**TEXTO DE LECTURA**:
7 lecciones que un joven aprendiz escribe en su cuaderno y en las esquinas de las páginas de un libro de Emilio Coco
Por Juan Suárez Proaño
Iban y venían, riendo, hablando, los poetas que se reunían a celebrar la séptima edición de Paralelo Cero. Era el año 2015. Entonces, yo pensaba que un poema lo purificaba todo. Yo pensaba, tímidamente, que la poesía estaba hecha para aterciopelar las cosas, para despojarlas de su dureza, para afeitar la piel de los erizos y ablandar las colas de los alacranes, para convertir en circo los hospitales y las casas abandonadas. Yo pensaba, y quién no, quién no lo pensó alguna vez en su vida, que en el poema no existía un callejón para las duras verdades. Pero nada o muy poco importa lo que uno piense cuando de entre las sillas se levanta el poeta Emilio Coco, con rasgos y pasos latinos, y toma el micrófono con su voz queda y entonces todo es la música de un soneto, todo es el ritmo y el canto de un poema pulido y abrillantado con la herramienta que más prefiere: el perfecto metro italiano, el mismo idioma de Dante, ese lenguaje que parece ser un claro superviviente de los más estrechos pasillos del inframundo. Aquel soneto cantado por el poeta –que luego repitió en español para la audiencia fascinada la voz de Marco Antonio Campos– rezaba la historia de un amor vencido por los años, por la quietud, por las rutinas, pero vivo. Le bastó un poema a Emilio Coco para incinerar a la poesía aquella tarde de un verano en el año 2015. Ahora, 5 años más tarde, después de leer y releer y buscar y repetir ese soneto que titulaste La nostra casa, me confieso un aprendiz que se atreve a hacer rayones a los pies de tus poemas; un lector tomándose la osadía de subrayar tus versos que son una lección de sencillez y de oleaje, de cataclismo, de huracán poético. Ahora que, cinco años más tarde, con la misma timidez poética de aquel 2015, tengo la dicha de estar sentado aquí, en este Paralelo Cero que te entrega un homenaje, siento frescas e insistentes tus lecciones, esos consejos de sabio sobreviviente que tus poemas dejan caer sobre los ojos asombrados de tus lectores. Voy a recordarlas, a forma de gratitud.

**LÍNEAS SELECCIONADAS**:
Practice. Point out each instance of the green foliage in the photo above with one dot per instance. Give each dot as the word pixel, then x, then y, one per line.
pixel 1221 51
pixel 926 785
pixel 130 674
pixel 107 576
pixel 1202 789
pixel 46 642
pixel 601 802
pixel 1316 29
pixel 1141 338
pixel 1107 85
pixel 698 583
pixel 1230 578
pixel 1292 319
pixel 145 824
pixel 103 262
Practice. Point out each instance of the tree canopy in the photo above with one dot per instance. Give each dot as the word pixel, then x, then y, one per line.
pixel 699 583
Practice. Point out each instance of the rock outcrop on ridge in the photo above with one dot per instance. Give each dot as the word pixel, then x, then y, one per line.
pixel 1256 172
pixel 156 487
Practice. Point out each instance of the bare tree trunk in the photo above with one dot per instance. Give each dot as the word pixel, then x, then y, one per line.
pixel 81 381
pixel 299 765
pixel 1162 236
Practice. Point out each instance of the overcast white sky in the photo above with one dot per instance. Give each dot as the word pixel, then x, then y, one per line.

**EJERCICIO PROPUESTO**:
¿Concuerdan con el texto sobre Emilio Coco las siguientes afirmaciones? Responde sí o no y cita las palabras del texto que lo deciden.
1. La séptima edición de Paralelo Cero se celebró en 2015.
2. El propio Emilio Coco repitió el soneto en español para el público.
3. El soneto leído por Emilio Coco se titula La nostra casa.

**TU SOLUCIÓN**:
1. Sí: «celebrar la séptima edición de Paralelo Cero. Era el año 2015».
2. No: «que luego repitió en español para la audiencia fascinada la voz de Marco Antonio Campos».
3. Sí: «ese soneto que titulaste La nostra casa».